* **GIVEN TEXT**:
************

As detailed in another thread, we upgraded a few test machines on our
LAN to Fedora 15 (with gnome-shell and firefox), with user folders
served from a NFSv4 server (F14 originally, then F15).
It just didn't work. The F15 desktops would freeze frequently. And
worse, this would freeze ALL desktops on the LAN intermittently, as the
NFS server struggled with client flakiness.
When it did work, Firefox would lose authenticated logins randomly,
presumably due to corruption of its cookies.sqlite file. sqlite and NFS
seems to be a nightmare, for both NFSv3 and NFSv4.
Moving from a NFSv4 server to a glusterfs server solved all of these
problems, and sped up boot times significantly too. glusterfs looks
intimidating at first, because of all its fancy replicating features and
what-not, but it turns out to be trivially easy to set up a simple
server than will replace 95% of the NFS installations out there.
Luckily, you can easily point both the NFS daemon and the glusterfs
daemon at the same export folder, so you can migrate clients slowly over
time.
This HOW-TO is intended to document the process. There are other similar
HOW-TOs out there, but they are all a little out-of-date or don't show
how to enable locking correctly, which is critical for Firefox.

************

* **GIVEN PROBLEM 1**: Reproduce the passage of the NFS-to-glusterfs post between "This HOW-TO is" and "critical for Firefox.", inclusive.
* **GIVEN PROBLEM 2**: List the problems that the NFS-to-glusterfs post says occurred while the Fedora 15 machines had their user folders served over NFSv4.

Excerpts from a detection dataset

************

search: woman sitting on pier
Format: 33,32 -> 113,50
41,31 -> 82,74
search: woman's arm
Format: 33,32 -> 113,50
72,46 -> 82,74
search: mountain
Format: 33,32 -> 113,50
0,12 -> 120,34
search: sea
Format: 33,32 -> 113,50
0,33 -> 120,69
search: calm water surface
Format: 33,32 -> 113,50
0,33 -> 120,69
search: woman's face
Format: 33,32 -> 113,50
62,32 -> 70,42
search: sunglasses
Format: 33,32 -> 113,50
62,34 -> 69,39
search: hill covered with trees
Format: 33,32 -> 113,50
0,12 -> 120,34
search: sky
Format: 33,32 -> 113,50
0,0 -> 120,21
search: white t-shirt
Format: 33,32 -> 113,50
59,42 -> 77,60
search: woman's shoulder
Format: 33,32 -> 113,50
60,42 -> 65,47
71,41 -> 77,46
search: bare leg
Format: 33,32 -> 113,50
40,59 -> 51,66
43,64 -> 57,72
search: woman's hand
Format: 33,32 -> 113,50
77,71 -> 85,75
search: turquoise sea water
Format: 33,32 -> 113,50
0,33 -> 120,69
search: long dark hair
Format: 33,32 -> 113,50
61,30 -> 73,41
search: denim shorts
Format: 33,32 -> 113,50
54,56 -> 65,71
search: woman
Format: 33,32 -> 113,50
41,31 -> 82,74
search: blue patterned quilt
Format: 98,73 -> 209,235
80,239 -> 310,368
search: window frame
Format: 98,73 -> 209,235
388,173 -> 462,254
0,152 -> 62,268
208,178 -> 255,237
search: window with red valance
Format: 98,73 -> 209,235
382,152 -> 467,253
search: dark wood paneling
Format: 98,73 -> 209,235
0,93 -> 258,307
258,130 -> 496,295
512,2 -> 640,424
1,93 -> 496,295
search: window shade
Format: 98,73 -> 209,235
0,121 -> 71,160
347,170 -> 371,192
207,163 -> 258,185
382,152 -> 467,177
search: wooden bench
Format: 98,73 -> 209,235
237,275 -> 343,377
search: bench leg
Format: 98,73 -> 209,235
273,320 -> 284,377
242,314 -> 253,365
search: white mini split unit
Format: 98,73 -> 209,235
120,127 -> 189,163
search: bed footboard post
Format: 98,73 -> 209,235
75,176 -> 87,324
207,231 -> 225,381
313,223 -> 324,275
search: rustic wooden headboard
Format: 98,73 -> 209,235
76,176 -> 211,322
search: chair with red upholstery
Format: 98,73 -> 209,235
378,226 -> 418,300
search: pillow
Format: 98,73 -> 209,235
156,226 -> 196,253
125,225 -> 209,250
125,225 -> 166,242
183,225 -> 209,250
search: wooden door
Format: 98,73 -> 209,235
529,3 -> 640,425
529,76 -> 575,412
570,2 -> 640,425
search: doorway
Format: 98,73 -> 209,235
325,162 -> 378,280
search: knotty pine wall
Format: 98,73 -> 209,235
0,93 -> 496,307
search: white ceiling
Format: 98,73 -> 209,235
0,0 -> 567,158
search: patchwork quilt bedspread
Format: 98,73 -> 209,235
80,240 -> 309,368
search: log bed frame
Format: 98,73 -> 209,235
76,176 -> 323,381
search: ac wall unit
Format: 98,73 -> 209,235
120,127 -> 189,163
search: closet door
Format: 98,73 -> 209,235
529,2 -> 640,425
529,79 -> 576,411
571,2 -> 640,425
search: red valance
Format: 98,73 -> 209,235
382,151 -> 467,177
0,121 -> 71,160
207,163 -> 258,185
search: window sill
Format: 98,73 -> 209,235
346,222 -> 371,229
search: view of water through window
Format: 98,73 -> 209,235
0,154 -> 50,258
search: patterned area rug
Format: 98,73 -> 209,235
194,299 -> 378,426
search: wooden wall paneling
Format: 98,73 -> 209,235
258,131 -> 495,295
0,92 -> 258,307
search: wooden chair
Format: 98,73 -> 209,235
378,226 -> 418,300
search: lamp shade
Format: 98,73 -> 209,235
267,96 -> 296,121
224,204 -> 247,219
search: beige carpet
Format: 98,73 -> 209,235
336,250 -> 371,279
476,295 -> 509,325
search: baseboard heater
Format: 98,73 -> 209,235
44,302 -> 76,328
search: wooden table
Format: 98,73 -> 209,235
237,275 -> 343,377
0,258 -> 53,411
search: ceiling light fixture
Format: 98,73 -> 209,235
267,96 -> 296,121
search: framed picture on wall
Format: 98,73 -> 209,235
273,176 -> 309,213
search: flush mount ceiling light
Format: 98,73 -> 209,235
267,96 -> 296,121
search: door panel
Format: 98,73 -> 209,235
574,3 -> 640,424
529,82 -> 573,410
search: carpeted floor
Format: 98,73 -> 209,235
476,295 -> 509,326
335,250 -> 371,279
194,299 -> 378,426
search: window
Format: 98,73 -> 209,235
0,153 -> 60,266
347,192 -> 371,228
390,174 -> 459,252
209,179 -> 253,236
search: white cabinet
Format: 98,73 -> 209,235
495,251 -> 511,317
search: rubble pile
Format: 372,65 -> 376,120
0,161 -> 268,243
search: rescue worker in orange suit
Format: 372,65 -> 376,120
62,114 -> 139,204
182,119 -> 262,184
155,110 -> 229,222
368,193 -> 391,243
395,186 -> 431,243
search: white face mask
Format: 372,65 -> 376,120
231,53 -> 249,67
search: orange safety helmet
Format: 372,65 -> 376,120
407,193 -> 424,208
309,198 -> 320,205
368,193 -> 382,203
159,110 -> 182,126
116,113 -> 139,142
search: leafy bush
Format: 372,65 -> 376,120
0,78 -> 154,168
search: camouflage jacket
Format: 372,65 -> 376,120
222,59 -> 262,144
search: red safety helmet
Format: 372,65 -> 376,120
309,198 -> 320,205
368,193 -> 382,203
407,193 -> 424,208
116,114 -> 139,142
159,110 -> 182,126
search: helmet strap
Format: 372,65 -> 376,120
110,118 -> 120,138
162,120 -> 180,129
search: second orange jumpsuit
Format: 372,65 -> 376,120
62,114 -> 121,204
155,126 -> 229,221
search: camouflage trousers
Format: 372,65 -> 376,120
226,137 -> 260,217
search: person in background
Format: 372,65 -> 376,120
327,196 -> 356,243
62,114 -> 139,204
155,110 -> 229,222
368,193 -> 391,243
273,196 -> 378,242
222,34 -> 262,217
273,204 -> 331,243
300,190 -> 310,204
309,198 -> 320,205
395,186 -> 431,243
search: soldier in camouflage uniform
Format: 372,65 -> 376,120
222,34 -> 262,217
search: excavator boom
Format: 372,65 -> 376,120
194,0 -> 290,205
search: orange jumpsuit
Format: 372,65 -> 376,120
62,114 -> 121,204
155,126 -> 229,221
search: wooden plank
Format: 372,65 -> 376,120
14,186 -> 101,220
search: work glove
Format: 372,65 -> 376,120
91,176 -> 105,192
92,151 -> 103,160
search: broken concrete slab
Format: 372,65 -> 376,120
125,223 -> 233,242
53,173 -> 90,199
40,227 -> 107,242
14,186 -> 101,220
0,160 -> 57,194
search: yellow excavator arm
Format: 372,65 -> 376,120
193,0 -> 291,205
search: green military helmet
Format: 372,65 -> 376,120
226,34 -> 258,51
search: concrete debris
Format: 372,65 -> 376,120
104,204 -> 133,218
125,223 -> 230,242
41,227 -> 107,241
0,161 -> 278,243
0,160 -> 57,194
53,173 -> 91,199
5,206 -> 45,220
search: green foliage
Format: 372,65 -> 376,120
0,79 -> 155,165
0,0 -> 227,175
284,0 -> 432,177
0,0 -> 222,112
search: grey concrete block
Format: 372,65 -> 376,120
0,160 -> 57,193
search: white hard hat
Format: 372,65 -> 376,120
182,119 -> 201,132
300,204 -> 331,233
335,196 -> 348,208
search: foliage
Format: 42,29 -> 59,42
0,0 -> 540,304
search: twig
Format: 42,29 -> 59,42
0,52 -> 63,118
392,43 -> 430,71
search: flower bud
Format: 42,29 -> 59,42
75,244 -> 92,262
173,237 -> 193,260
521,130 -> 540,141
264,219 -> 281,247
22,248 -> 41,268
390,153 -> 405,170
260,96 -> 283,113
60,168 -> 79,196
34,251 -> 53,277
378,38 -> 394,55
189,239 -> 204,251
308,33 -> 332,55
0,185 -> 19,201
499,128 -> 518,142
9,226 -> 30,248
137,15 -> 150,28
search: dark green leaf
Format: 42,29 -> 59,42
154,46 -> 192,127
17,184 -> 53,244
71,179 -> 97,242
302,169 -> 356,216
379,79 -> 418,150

************

* **EXPECTED OUTPUT 1**:
This HOW-TO is intended to document the process. There are other similar
HOW-TOs out there, but they are all a little out-of-date or don't show
how to enable locking correctly, which is critical for Firefox.

* **EXPECTED OUTPUT 2**:
- The F15 desktops froze frequently.
- All desktops on the LAN froze intermittently as the NFS server struggled with client flakiness.
- Firefox lost authenticated logins randomly.